● EXTRAIT DE TEXTE

# Achat iPhone 11 ou 11 Pro



## Matpolux (29 Mars 2020)

Bonjour à tous, 

Je pense que le sujet est récurrent mais j'ai besoin d'avis car je n'arrive pas du tout à me décider. Cela fait plusieurs jours que j'écume les forums, vidéos de tests, essais en tout genre dans le but de remplacer mon SE par un iPhone 11 ou 11 Pro. SE qui est comme neuf et que j'ai ressorti suite au décès prématuré de mon X (chute de plusieurs mètres -> paix a son âme)
Je ne suis pas un féru de photographie mais j'aime avoir de beaux souvenirs de vacances, de familles, de moments de vie . Par contre je suis un gros fanatique de beau matériel et aussi assez précautionneux ( j'y reviendrai ).
Cet iPhone sera utilisé pour le boulot (appels, mails, plan, sms, calendrier, partage de connexion avec mon MBP 13 et iPad Air pour archipad). A titre perso, consultation du web, mails, sms, réseaux sociaux (très peu) et photographie. Mon choix s'était arrêté sur le pro 64 go vert pour l'écran super rétina, la finition " prémium " et le 3 ème objectif. Après réflexion, je me dis qu'étant précautionneux, il sera habillé par une coque Apple et donc, l'aspect finition acier et verre mat sera complètement masqué. Reste la taille de l'écran, sa qualité ( et encore que.. ) et le 3ème caillou futile ou pas... bref, je n'arrive pas à me décider. 
Reste ensuite l'histoire du stockage ( Gap vers le 256 pour 170 euros ou abonnement iCloud ...??), des nouveaux modèles 5G de fin d'année... Bien que je n'en vois pas l'utilité pour le moment, je m'interroge quand même sur la durée de vie du produit acheté en ce moment.

Vos avis sont les bienvenus


----------



## Gwen (29 Mars 2020)

Achète maintenant, il y aura toujours un nouvel iPhone, mais avec les derniers événements, cela semble être pour plus tard que les autres années.

Ensuite, pour le choix. J'ai personnellement un 11Pro avec donc les trois objectifs. J'en suis très content, mais je l'ai pris pour… la couleur verte !

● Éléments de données
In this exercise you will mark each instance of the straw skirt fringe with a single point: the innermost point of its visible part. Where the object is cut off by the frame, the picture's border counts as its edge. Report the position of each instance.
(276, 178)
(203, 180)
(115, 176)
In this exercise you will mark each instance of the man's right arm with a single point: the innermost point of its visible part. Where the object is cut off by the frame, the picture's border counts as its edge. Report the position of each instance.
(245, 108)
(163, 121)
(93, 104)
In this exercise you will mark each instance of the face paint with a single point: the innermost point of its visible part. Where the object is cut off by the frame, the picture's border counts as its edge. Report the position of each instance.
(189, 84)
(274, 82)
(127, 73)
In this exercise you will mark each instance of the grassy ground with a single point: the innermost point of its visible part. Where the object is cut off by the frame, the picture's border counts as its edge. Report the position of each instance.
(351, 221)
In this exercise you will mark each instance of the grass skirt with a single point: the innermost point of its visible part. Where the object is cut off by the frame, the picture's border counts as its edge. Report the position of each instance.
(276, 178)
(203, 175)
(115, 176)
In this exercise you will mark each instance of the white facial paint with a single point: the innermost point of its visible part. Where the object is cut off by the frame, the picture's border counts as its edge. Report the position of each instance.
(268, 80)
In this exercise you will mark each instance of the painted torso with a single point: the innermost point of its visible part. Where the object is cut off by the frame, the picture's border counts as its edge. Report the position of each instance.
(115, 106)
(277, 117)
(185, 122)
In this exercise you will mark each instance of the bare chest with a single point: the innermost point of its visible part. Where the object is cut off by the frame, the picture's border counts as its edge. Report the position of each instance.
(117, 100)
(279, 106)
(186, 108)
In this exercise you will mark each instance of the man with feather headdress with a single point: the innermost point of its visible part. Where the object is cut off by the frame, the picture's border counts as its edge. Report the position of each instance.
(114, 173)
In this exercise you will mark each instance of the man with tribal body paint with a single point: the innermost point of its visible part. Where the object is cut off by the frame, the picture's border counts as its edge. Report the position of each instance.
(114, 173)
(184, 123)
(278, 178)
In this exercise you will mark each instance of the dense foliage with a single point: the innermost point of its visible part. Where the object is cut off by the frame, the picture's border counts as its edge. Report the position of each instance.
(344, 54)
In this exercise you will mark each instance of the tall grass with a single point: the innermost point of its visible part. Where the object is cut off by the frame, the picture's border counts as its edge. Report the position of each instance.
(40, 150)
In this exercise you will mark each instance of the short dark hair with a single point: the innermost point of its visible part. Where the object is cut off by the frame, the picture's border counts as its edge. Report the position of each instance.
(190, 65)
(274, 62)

● ÉNONCÉ
Répondez à ces questions sur la discussion consacrée à l'achat d'un iPhone 11 ou 11 Pro :
(a) Quel téléphone Matpolux a-t-il ressorti, et à la suite de quoi ?
(b) Quel écart de prix Matpolux mentionne-t-il pour passer à 256 Go de stockage ?
(c) Pour quelle raison Gwen dit-il avoir pris son 11 Pro ?
Les lignes n'ont aucun rapport avec la discussion.

● RÉPONSE RÉDIGÉE
(a) Son SE, ressorti après le décès prématuré de son X, tombé de plusieurs mètres.
(b) Un écart de 170 euros.
(c) Pour la couleur verte.